===== Selected extract =====
Finland Futures Research Centre (FFRC) had the opportunity to organize a teaching mobility with the Department of Environmental Science at the Royal University of Phnom Penh (RUPP) in March 2018. Two teachers from the FFRC Mr. Mika Korkeakoski and Ms. Marketta Vuola organised a two day teaching on environmental and social impacts assessment (EIA and SIA) with the focus on large scale hydro power projects.
The exchange was funded by the Erasmus+ credit mobility program through which the University of Turku and its partner universities can apply grants to organise teaching and staff mobilities. The mobilities are organised in order to support the university’s internationalisation and offer teachers and students from different universities possibilities to learn from different perspectives. In May 2018, the FFRC will welcome two researchers to Finland from the RUPP Department of Environmental Science in return.
===== Records =====
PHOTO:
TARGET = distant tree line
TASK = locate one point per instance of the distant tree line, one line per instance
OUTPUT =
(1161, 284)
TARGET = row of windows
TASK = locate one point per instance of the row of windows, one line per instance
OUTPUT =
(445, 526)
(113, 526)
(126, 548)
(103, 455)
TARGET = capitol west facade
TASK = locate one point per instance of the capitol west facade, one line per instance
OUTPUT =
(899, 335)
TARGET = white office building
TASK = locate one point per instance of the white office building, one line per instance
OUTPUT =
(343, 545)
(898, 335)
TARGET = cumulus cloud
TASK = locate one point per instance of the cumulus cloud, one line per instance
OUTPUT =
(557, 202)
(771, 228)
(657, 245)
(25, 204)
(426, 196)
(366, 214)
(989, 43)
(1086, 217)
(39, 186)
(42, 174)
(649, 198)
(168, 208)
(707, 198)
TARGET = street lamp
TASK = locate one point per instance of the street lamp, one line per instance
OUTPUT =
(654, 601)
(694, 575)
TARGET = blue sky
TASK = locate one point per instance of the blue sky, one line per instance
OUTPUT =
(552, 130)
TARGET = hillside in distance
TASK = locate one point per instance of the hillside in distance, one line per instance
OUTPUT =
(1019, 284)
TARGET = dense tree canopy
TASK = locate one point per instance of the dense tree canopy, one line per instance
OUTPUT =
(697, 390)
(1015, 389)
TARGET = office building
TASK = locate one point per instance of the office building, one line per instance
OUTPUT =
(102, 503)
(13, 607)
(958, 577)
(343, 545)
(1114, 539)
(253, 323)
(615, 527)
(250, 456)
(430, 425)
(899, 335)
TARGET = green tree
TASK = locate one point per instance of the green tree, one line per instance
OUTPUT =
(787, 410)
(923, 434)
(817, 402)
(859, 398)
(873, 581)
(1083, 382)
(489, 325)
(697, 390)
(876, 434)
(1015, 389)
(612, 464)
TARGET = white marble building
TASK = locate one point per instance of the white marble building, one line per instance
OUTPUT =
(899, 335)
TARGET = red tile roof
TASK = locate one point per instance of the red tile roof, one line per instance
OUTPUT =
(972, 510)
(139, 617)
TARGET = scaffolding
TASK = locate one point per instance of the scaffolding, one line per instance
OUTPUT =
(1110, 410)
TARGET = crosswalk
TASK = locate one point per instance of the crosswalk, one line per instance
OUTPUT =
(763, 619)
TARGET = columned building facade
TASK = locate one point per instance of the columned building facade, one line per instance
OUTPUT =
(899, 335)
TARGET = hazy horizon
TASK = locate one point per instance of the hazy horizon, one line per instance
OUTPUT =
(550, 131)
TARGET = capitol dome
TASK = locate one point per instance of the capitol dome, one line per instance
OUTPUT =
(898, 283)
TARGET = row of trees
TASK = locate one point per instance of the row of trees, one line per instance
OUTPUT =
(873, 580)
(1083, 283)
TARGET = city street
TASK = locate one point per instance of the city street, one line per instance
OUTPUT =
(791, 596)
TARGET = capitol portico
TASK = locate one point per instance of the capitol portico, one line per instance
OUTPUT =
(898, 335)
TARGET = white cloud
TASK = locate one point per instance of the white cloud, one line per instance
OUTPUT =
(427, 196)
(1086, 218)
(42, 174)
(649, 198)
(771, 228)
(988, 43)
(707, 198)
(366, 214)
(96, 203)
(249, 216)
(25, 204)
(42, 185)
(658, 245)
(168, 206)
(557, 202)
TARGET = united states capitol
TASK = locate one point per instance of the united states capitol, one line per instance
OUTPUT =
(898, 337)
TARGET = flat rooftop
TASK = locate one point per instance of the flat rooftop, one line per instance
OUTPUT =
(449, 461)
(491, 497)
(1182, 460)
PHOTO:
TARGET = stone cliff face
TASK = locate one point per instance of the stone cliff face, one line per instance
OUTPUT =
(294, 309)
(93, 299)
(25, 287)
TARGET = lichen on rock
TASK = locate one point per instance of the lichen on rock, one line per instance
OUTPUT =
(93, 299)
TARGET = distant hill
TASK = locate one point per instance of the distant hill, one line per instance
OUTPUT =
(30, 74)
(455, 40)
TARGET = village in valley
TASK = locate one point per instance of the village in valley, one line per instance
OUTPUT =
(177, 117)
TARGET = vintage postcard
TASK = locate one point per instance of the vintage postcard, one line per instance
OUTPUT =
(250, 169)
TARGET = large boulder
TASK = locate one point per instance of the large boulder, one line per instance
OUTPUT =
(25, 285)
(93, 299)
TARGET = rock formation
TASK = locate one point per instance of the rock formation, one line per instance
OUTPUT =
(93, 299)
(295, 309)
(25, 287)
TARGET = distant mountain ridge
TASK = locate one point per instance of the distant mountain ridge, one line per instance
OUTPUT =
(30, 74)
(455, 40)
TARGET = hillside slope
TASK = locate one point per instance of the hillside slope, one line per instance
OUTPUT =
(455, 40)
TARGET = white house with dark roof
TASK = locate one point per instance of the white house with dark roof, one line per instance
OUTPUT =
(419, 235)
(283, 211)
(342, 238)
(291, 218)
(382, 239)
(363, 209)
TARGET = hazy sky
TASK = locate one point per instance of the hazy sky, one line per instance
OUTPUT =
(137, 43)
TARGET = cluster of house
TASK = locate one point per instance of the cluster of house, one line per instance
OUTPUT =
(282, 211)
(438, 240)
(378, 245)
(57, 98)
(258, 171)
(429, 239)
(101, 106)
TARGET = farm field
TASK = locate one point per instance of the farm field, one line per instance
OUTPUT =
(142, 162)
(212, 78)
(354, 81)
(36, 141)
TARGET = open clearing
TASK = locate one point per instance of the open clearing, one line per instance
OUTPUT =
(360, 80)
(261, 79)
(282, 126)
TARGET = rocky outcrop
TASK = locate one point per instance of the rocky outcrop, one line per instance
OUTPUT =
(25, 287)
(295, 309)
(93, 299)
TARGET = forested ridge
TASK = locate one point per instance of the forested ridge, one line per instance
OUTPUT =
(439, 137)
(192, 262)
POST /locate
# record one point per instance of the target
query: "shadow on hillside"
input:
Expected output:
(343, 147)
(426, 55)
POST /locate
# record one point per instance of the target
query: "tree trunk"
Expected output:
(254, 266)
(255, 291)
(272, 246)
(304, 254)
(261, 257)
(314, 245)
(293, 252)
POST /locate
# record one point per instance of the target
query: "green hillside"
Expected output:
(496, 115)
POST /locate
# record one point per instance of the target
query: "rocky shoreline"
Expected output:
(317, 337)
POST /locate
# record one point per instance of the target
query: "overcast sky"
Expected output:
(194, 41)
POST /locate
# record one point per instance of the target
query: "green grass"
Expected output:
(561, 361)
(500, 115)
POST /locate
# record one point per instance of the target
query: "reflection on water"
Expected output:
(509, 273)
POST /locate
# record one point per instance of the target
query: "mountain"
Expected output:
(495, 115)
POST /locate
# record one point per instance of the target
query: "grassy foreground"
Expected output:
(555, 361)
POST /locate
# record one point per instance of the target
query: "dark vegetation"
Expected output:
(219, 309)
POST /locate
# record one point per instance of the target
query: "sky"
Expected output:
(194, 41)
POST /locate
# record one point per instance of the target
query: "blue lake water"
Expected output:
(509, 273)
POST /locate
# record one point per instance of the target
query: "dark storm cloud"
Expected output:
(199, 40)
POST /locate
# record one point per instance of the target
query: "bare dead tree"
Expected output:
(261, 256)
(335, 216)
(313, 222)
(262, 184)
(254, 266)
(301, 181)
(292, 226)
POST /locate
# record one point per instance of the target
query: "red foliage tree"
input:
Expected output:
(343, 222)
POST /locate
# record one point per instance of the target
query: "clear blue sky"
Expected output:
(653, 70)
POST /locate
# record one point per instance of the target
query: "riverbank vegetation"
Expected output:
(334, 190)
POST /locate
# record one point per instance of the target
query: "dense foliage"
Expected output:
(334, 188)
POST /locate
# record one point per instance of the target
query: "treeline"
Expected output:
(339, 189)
=====
Work to complete:
1. Quote the passage on the Finland–Cambodia teaching mobility, starting at "The exchange was" and ending at "Science in return.".
2. Write what comes next in the account of the teaching mobility between the FFRC and the Royal University of Phnom Penh, picking up after its final sentence.
The records are separate material and are not part of the text on the teaching mobility.

Your written answers:
1.
The exchange was funded by the Erasmus+ credit mobility program through which the University of Turku and its partner universities can apply grants to organise teaching and staff mobilities. The mobilities are organised in order to support the university’s internationalisation and offer teachers and students from different universities possibilities to learn from different perspectives. In May 2018, the FFRC will welcome two researchers to Finland from the RUPP Department of Environmental Science in return.

2.
The two day teaching was targeted to second to fourth year students from RUPP and it complimented their curriculum on EIA broadening it to social aspects. Students from the long term partner university, Institute of Technology of Cambodia, were also invited to participate. Diverse teaching methods were used as in addition to lecturing the most of the time was used for group works, presenting and peer reviewing as well as playing a game on the key concepts related to EIA and SIA. The case chosen for the group exercise was the Don Sahong Hydropower Project which is located in the mainstream of Mekong River in Lao PDR only a few kilometres upstream from the Cambodian border. The groups had to act as consultant companies assigned to conduct the EIA and SIA for the project. The exercises were presented and peer reviewed on the second day of teaching. As the students had been asked to think about the impacts without seeing the actual EIA report made for the Don Sahong Project a few years ago, it was exciting to see whether they would have similar impacts and mitigation suggestions as the real report – which had faced severe critique from the civil society and environmental organisations as well as international stakeholders and regional actors.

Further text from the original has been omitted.